**INSTRUCTIONS TO FOLLOW**
Rewrite the rows below as a Markdown table with two columns, "Number" and "Line", numbering each line in order and omitting any blank lines.

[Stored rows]
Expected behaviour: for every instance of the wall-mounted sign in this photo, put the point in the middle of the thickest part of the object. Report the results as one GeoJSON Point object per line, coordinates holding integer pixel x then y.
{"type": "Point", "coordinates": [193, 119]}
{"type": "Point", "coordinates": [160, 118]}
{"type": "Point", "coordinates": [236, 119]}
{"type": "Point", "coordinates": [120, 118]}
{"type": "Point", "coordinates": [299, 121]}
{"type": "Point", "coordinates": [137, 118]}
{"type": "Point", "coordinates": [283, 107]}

**THE REPLY**
| Number | Line |
|---|---|
| 1 | Expected behaviour: for every instance of the wall-mounted sign in this photo, put the point in the middle of the thickest part of the object. Report the results as one GeoJSON Point object per line, coordinates holding integer pixel x then y. |
| 2 | {"type": "Point", "coordinates": [193, 119]} |
| 3 | {"type": "Point", "coordinates": [160, 118]} |
| 4 | {"type": "Point", "coordinates": [236, 119]} |
| 5 | {"type": "Point", "coordinates": [120, 118]} |
| 6 | {"type": "Point", "coordinates": [299, 121]} |
| 7 | {"type": "Point", "coordinates": [137, 118]} |
| 8 | {"type": "Point", "coordinates": [283, 107]} |